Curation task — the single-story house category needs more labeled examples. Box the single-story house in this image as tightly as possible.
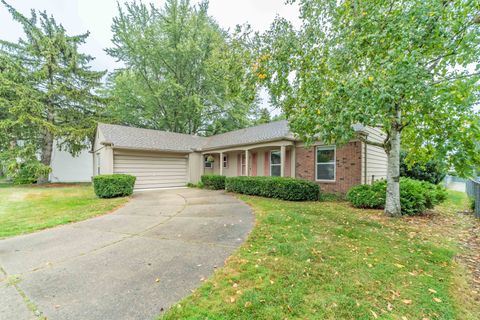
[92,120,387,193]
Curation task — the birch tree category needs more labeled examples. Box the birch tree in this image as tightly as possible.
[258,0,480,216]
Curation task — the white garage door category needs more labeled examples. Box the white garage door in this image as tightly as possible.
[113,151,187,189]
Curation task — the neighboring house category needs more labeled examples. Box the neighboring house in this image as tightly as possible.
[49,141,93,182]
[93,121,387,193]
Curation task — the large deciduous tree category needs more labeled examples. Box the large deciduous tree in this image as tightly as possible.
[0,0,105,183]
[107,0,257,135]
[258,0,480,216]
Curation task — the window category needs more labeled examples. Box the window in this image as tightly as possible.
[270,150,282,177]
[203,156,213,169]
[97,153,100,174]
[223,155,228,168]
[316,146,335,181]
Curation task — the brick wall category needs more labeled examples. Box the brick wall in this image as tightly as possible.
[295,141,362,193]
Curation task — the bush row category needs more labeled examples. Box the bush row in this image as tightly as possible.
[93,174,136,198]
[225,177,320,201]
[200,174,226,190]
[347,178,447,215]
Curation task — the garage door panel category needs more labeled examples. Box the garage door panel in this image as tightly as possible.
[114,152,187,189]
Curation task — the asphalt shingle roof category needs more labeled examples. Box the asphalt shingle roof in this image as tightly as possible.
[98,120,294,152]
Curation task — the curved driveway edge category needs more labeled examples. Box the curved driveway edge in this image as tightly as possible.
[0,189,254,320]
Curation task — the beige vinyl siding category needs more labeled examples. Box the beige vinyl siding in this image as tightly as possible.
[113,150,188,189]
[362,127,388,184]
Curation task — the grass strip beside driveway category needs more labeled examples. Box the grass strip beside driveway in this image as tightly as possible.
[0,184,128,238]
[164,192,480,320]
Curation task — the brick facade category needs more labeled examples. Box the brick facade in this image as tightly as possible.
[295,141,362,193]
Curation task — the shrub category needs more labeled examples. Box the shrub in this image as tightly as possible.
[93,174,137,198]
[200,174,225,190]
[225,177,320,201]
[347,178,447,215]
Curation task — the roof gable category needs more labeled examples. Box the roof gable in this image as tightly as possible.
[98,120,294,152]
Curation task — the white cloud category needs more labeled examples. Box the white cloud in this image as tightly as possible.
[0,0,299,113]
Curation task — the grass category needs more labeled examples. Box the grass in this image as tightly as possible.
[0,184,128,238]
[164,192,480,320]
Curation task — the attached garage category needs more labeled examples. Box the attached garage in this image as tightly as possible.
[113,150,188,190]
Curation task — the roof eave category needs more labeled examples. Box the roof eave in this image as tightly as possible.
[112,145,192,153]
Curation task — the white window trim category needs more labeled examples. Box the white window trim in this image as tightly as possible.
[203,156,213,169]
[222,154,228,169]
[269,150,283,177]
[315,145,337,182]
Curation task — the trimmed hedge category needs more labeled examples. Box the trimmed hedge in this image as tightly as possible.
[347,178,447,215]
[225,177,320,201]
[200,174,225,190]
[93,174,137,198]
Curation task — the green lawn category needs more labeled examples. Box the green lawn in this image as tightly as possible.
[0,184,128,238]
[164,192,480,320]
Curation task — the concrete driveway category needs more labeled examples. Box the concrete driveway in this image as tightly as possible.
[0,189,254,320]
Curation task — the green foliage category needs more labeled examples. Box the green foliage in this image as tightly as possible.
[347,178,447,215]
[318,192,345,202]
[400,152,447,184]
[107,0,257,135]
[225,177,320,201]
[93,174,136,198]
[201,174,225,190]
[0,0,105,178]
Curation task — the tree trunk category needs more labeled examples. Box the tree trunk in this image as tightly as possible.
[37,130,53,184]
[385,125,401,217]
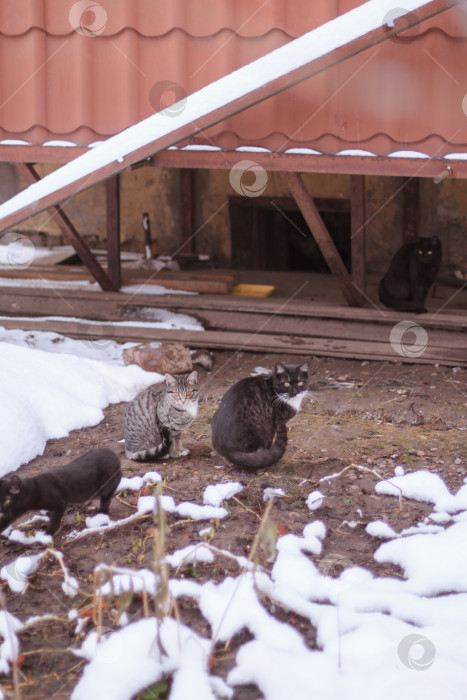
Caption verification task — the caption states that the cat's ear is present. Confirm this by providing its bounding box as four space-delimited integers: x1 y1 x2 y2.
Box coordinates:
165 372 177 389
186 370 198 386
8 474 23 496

==============================

Objectif de l'exercice:
Pouvez-vous reproduire mot pour mot tous les enregistrements ci-dessus, en laissant de côté les images ?

Réponse attendue:
Curation task — the single-story house category needs more labeled examples. Box the single-story house in this image as tightly as possible.
[92,120,387,193]
Curation task — the birch tree category needs more labeled examples. Box the birch tree in this image as tightly as possible.
[258,0,480,216]
Curation task — the white garage door category needs more labeled examples. Box the white garage door in this image as tightly as possible.
[113,151,187,189]
Curation task — the neighboring house category needs more labeled examples. Box the neighboring house in this image as tightly as possible.
[49,141,93,182]
[93,121,387,193]
Curation task — the large deciduous tree category needs more labeled examples. Box the large deciduous tree in this image as tightly as possible.
[0,0,105,183]
[107,0,257,135]
[258,0,480,216]
Curation task — the window category needs more labeled examples. Box the window in this image as tightly as possible.
[270,150,282,177]
[203,156,213,169]
[97,153,100,174]
[223,155,228,168]
[316,146,335,181]
Curation task — the brick wall category needs more labeled examples. Box the brick wall in this image as tightly as possible.
[295,141,362,193]
Curation task — the bush row category needs more labeled examples. Box the bush row in this image as tightly as possible.
[93,174,136,198]
[225,177,320,201]
[200,174,226,190]
[347,178,447,215]
Curation task — the garage door panel category needs more labeled examples. Box the garage door panel in this image as tightly as possible.
[114,152,187,189]
Curation task — the asphalt shingle roof category needs more labeled examples. Box the asphalt shingle roof in this image as tightly as possible.
[98,120,294,152]
Curation task — the curved driveway edge category needs more labeled examples. Box the curved driveway edge in this image as tightly as possible.
[0,189,254,320]
Curation task — the beige vinyl siding category needs more labeled examples. Box the beige vinyl siding in this image as tightly as possible.
[113,150,188,189]
[362,127,388,184]
Curation task — the grass strip beside driveway category needs more labeled examples. Box the grass strip beside driveway in this image as tightly as possible.
[0,184,128,238]
[164,192,480,320]
Curation task — the brick facade category needs more labeled examples. Box the brick facade in this image as tightly as possible.
[295,141,362,193]
Curation task — the shrub category needs more labeled examples. Box the shrub in this image as tightly as possible.
[93,174,137,198]
[200,174,225,190]
[225,177,320,201]
[347,178,447,215]
Curation task — the roof gable category needs more labeled examples. Box the roof gable in this image as tightly as possible.
[98,120,294,152]
Curation task — the white cloud category needs more labeled examples. Box the white cloud in this image as tightly as possible.
[0,0,299,113]
Curation task — the grass category needs more labeled examples. Box the grass in this image as tightly as possible.
[0,184,128,238]
[164,192,480,320]
Curation task — the attached garage category needs more labeled examples. Box the attached garage in this image as tightly as possible.
[113,150,188,190]
Curation task — the roof eave category needs more labeled examples. Box the roof eave in this image as tightly as possible.
[112,145,192,153]
Curation task — the white window trim category needs more labeled examples. Box the white window trim in this image as tightly as possible.
[203,156,213,169]
[222,154,228,169]
[269,150,283,177]
[315,145,337,182]
Curation task — the trimmed hedge category needs more labeled examples. Box the trimmed hedge in this image as tightly as possible.
[347,178,447,215]
[225,177,320,201]
[200,174,225,190]
[93,174,137,198]
Curation task — the green lawn category needs more labeled examples. Box the green lawn in this image as tightly as possible.
[0,184,128,238]
[164,192,480,320]
Curation task — the concrete driveway category needs more labeled examples. Box the concrete driveway in this image as tightly as possible.
[0,189,254,320]
Curation task — the green foliage category needs more labeled examples. Box the green foliage in this image as tightly as possible.
[347,178,447,215]
[318,192,345,202]
[400,152,447,184]
[107,0,257,135]
[225,177,320,201]
[93,174,136,198]
[201,174,225,190]
[0,0,105,178]
Curation task — the tree trunk category needs more labeled examples. Box the tree trunk in this image as tightly as possible.
[37,130,53,184]
[385,125,401,217]
Caption verification task — the caption states that the cat's ear is present. Confirm this by providing its bounding box as four space-delimited integers: x1 y1 x2 y2.
Box coordinates:
165 372 177 389
186 370 198 386
8 474 23 496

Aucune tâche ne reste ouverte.